*** Begin section ***
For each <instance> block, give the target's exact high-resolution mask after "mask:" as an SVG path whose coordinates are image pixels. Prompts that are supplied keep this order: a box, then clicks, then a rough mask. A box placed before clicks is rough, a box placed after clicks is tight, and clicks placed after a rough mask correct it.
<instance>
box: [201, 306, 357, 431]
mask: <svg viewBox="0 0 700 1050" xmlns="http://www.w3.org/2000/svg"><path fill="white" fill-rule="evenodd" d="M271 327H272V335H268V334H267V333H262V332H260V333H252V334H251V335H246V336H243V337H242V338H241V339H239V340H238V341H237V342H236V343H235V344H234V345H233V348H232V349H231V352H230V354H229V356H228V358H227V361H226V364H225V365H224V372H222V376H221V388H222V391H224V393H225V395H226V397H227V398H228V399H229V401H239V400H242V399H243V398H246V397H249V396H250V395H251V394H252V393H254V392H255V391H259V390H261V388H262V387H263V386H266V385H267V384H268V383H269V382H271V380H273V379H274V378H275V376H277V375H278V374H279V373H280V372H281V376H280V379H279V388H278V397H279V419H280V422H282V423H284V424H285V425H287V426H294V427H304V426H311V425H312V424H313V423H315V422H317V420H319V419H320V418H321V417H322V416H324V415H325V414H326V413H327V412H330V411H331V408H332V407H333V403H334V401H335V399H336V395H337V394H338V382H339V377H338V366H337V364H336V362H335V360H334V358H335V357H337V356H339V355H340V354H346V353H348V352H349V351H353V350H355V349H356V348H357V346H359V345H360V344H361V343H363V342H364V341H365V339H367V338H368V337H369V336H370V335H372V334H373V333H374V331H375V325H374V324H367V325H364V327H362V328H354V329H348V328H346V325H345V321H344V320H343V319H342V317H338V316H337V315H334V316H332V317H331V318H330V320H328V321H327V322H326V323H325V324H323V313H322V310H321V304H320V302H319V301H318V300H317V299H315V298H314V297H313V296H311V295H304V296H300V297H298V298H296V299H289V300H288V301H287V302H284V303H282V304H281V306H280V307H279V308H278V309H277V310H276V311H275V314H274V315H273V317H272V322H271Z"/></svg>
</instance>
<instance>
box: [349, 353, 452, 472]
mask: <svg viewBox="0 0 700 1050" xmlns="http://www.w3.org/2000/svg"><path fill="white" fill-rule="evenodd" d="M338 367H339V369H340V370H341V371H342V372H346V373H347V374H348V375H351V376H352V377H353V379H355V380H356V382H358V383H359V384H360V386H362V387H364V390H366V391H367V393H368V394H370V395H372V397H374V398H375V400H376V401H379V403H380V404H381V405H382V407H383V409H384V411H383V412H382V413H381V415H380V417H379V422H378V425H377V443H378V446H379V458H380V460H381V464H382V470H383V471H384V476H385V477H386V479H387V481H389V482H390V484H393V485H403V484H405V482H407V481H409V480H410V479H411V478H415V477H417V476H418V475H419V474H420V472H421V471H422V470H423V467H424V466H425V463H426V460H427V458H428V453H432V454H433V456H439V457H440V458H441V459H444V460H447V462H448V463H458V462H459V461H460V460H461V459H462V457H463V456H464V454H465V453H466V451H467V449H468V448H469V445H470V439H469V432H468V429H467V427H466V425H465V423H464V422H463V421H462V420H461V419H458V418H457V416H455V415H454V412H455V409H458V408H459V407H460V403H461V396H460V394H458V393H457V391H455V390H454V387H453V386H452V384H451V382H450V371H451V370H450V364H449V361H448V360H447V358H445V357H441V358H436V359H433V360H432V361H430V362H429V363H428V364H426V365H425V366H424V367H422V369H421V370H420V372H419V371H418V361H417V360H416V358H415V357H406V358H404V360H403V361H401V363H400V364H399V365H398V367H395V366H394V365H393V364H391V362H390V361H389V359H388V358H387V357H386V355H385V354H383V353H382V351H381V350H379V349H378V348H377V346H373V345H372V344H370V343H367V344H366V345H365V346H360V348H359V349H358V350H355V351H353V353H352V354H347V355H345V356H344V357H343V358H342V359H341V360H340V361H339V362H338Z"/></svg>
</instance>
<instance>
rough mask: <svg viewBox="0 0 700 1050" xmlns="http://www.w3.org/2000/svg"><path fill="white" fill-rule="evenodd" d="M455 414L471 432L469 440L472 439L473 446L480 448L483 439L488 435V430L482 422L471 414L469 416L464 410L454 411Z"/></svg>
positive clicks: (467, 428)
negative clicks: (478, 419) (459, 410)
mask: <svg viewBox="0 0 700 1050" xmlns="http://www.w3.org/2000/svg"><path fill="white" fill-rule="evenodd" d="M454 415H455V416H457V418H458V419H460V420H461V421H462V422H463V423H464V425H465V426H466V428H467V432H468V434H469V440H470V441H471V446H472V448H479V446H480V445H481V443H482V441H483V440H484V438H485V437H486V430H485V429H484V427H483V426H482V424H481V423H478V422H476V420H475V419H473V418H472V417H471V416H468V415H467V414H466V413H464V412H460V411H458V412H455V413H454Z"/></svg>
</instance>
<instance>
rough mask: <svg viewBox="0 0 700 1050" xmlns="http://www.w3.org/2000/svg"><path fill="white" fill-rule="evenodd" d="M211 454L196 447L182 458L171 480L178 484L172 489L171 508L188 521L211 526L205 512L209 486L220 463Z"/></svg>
*** End section ***
Each record needs to be duplicated exactly.

▶ _ANSWER BOX_
For each <instance> block, give the target's exact high-resolution mask after "mask:" as an SVG path whose coordinates are image pixels. Prompts that are supplied keep this order: a box, then clicks, then a rough mask. A box placed before clicks is rough, a box placed after clicks is tight, and clicks placed after a rough mask correct it.
<instance>
box: [201, 306, 357, 431]
mask: <svg viewBox="0 0 700 1050" xmlns="http://www.w3.org/2000/svg"><path fill="white" fill-rule="evenodd" d="M271 327H272V335H268V334H267V333H262V332H260V333H252V334H251V335H246V336H243V337H242V338H241V339H239V340H238V341H237V342H236V343H235V344H234V345H233V348H232V349H231V352H230V354H229V356H228V358H227V361H226V364H225V365H224V372H222V376H221V388H222V391H224V393H225V395H226V397H227V398H228V399H229V401H239V400H242V399H243V398H246V397H249V396H250V395H251V394H252V393H254V392H255V391H259V390H261V388H262V387H263V386H266V385H267V384H268V383H269V382H271V380H273V379H274V378H275V376H277V375H278V374H279V373H280V372H281V376H280V379H279V388H278V397H279V419H280V422H282V423H284V424H285V425H287V426H294V427H304V426H311V425H312V424H313V423H315V422H317V420H319V419H320V418H321V417H322V416H324V415H325V414H326V413H327V412H330V411H331V408H332V407H333V403H334V401H335V399H336V395H337V394H338V382H339V377H338V366H337V364H336V362H335V360H334V358H335V357H337V356H339V355H340V354H346V353H348V352H349V351H353V350H355V349H356V348H357V346H359V345H360V344H361V343H363V342H364V341H365V339H367V338H368V337H369V336H370V335H372V334H373V333H374V331H375V325H374V324H367V325H364V327H362V328H354V329H348V328H346V325H345V321H344V320H343V319H342V317H338V316H337V315H334V316H332V317H331V318H330V320H328V321H327V322H326V323H325V324H323V313H322V310H321V304H320V302H319V301H318V300H317V299H315V298H314V297H313V296H311V295H304V296H300V297H298V298H296V299H289V300H288V301H287V302H284V303H282V304H281V306H280V307H279V308H278V309H277V310H276V311H275V314H274V315H273V317H272V322H271Z"/></svg>
</instance>
<instance>
box: [349, 353, 452, 472]
mask: <svg viewBox="0 0 700 1050" xmlns="http://www.w3.org/2000/svg"><path fill="white" fill-rule="evenodd" d="M338 367H339V369H340V370H341V371H342V372H346V373H347V374H348V375H351V376H352V377H353V379H355V380H356V382H358V383H359V384H360V386H362V387H364V390H366V391H367V393H368V394H370V395H372V397H374V398H375V400H376V401H379V403H380V404H381V405H382V407H383V409H384V411H383V412H382V413H381V415H380V417H379V422H378V425H377V443H378V446H379V458H380V460H381V464H382V470H383V471H384V476H385V477H386V479H387V481H389V482H390V484H393V485H403V484H405V482H407V481H409V480H410V479H411V478H415V477H417V476H418V475H419V474H420V472H421V471H422V470H423V467H424V466H425V463H426V460H427V458H428V453H432V454H433V456H439V457H440V458H441V459H444V460H447V462H448V463H458V462H459V461H460V460H461V459H462V457H463V456H464V454H465V453H466V451H467V449H468V448H469V445H470V439H469V432H468V429H467V427H466V425H465V423H464V422H463V421H462V420H461V419H458V418H457V416H455V415H454V412H455V409H458V408H459V407H460V403H461V396H460V394H458V393H457V391H455V390H454V387H453V386H452V384H451V382H450V371H451V370H450V364H449V361H448V360H447V358H445V357H441V358H436V359H433V360H432V361H430V362H429V363H428V364H426V365H425V366H424V367H422V369H421V370H420V372H419V371H418V361H417V360H416V358H415V357H406V358H404V360H403V361H401V363H400V364H399V365H398V367H395V366H394V365H393V364H391V362H390V361H389V359H388V358H387V357H386V355H385V354H383V353H382V351H381V350H379V349H378V348H377V346H373V345H372V344H370V343H367V344H366V345H365V346H360V348H359V349H358V350H355V351H353V353H352V354H347V355H345V356H344V357H343V358H342V359H341V360H340V361H339V362H338Z"/></svg>
</instance>
<instance>
rough mask: <svg viewBox="0 0 700 1050" xmlns="http://www.w3.org/2000/svg"><path fill="white" fill-rule="evenodd" d="M455 414L471 432L469 440L472 439L473 446L480 448L483 439L488 435V430L482 422L471 414L469 416L464 410L454 411Z"/></svg>
positive clicks: (467, 428)
negative clicks: (478, 419) (459, 410)
mask: <svg viewBox="0 0 700 1050" xmlns="http://www.w3.org/2000/svg"><path fill="white" fill-rule="evenodd" d="M454 415H455V416H457V418H458V419H460V420H461V421H462V422H463V423H464V425H465V426H466V428H467V432H468V434H469V440H470V441H471V446H472V448H479V446H480V445H481V443H482V441H483V440H484V438H485V437H486V430H485V429H484V427H483V426H482V424H481V423H478V422H476V420H475V419H473V418H472V417H471V416H468V415H467V414H466V413H464V412H460V411H458V412H455V413H454Z"/></svg>
</instance>
<instance>
rough mask: <svg viewBox="0 0 700 1050" xmlns="http://www.w3.org/2000/svg"><path fill="white" fill-rule="evenodd" d="M211 454L196 447L182 458L171 480L178 484L172 489L171 508L188 521L211 526L205 512L209 486L220 463Z"/></svg>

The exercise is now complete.